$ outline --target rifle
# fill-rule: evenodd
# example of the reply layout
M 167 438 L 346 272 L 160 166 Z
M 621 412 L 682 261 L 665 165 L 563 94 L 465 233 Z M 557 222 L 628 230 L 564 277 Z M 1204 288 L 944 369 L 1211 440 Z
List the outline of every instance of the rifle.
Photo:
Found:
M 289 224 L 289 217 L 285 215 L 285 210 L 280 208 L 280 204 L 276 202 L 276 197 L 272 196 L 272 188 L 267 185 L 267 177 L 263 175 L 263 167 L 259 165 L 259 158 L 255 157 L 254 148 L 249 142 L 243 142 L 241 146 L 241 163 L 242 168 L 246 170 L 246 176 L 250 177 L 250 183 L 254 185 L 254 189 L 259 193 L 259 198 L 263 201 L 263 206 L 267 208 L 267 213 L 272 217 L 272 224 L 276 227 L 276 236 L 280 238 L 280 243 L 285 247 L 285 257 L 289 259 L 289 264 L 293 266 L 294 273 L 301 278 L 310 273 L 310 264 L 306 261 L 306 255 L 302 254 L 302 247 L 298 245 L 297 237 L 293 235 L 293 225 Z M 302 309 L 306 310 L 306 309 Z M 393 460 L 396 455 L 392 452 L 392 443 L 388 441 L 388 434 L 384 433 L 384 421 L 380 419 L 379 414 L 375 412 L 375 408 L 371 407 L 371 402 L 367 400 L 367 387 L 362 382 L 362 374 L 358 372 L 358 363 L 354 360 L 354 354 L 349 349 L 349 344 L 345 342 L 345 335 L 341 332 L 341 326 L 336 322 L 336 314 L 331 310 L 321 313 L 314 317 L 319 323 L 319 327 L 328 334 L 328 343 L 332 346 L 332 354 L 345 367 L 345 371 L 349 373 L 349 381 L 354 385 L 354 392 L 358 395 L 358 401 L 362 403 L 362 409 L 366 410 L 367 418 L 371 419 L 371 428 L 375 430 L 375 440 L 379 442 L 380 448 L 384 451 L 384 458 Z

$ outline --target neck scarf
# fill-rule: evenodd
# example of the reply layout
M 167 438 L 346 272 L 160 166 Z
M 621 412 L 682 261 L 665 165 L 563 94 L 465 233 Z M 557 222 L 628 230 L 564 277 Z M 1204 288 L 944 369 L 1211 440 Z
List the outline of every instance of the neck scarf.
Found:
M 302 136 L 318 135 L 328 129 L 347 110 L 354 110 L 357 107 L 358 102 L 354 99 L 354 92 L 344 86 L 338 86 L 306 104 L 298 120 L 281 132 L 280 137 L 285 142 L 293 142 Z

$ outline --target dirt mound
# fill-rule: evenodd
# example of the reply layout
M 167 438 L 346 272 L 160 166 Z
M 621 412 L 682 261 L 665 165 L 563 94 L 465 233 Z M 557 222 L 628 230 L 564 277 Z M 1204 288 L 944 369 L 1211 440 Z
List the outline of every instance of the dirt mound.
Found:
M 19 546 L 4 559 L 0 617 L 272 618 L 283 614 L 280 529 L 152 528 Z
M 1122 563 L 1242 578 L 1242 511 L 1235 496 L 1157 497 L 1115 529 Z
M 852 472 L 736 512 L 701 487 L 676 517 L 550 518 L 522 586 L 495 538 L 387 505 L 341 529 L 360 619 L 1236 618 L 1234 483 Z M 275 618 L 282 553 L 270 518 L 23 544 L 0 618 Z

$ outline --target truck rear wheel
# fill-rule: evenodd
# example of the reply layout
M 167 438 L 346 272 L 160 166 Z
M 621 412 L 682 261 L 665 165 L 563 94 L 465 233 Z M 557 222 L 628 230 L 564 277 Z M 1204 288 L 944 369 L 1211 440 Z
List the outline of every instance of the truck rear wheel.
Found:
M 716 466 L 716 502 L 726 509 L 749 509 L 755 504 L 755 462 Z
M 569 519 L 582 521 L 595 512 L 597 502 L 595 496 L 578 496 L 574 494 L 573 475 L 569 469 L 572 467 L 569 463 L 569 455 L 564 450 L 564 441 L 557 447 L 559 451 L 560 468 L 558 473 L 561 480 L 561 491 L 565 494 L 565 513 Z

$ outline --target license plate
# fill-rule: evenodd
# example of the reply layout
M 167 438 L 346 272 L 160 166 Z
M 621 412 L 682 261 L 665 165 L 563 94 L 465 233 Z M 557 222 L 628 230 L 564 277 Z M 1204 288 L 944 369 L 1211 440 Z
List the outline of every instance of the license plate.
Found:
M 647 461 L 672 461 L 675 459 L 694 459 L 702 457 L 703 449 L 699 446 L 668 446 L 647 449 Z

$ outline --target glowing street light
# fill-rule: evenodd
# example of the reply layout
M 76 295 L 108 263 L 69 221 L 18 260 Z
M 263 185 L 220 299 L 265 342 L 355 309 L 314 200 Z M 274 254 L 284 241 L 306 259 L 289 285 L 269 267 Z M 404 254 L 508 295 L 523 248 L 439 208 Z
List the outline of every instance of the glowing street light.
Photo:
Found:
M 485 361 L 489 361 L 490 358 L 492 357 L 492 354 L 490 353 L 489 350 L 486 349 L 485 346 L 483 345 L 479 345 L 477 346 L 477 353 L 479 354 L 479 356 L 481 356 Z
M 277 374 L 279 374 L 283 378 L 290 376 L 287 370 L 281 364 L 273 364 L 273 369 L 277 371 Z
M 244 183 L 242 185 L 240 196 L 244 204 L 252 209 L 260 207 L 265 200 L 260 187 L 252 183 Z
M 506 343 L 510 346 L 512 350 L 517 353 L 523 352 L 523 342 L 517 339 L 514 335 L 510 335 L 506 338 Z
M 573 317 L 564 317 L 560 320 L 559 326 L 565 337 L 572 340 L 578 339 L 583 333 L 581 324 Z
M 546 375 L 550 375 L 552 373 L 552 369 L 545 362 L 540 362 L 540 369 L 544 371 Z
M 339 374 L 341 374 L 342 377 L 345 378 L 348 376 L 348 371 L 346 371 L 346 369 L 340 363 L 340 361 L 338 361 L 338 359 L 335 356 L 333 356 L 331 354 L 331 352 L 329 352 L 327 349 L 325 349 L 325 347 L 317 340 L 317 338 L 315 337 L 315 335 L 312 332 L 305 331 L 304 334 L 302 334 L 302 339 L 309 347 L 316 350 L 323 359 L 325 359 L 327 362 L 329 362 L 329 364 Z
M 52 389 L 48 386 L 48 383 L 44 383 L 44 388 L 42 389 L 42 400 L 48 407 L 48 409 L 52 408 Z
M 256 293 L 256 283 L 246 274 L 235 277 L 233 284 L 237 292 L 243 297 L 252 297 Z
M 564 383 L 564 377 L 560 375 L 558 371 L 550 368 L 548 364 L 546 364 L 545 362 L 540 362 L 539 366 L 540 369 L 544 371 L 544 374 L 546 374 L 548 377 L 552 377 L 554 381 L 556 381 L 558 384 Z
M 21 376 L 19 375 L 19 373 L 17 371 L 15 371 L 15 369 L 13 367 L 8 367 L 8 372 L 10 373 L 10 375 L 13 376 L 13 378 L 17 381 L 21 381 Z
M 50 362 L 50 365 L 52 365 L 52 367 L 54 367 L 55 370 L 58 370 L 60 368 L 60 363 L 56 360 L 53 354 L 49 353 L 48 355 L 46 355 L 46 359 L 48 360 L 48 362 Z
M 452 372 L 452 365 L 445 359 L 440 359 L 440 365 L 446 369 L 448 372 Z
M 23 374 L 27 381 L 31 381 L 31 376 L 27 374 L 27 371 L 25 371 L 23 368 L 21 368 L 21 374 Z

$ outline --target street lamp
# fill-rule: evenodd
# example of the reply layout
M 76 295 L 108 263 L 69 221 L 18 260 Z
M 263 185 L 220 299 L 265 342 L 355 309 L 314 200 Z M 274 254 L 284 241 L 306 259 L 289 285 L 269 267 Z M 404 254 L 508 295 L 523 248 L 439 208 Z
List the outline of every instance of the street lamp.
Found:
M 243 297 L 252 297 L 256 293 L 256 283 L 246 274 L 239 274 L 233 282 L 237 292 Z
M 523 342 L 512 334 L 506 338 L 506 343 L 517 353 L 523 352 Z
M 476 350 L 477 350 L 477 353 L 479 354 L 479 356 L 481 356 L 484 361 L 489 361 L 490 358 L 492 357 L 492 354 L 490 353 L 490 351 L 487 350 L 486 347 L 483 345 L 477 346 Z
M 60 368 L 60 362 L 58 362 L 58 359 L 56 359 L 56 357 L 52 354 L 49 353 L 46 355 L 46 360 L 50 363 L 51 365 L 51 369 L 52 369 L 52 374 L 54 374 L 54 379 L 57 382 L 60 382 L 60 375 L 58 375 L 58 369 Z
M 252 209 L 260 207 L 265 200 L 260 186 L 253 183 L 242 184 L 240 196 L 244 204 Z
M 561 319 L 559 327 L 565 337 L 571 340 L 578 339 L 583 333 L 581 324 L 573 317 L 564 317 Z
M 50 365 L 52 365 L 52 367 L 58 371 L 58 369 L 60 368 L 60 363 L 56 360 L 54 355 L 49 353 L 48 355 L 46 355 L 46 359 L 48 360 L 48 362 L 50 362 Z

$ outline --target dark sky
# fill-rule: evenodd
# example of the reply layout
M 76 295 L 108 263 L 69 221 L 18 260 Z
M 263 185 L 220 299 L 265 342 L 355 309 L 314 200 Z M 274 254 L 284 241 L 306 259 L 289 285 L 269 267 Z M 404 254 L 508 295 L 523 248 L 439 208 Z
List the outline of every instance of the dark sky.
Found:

-*-

How to complete this task:
Beginning at the line with "--target street lamp" and stopping after the line with "List the outline of every instance of the street", please write out every line of the data above exactly and nothing else.

Answer box:
$ outline --target street lamp
# fill-rule: evenodd
# example of the reply layout
M 76 295 L 108 263 L 69 221 L 18 260 Z
M 263 185 L 220 299 L 265 342 L 355 309 L 314 200 Z M 274 254 L 284 241 L 306 259 L 289 285 L 269 267 Z M 404 254 L 508 295 L 523 248 L 439 208 Z
List the outline of every instance of the street lamp.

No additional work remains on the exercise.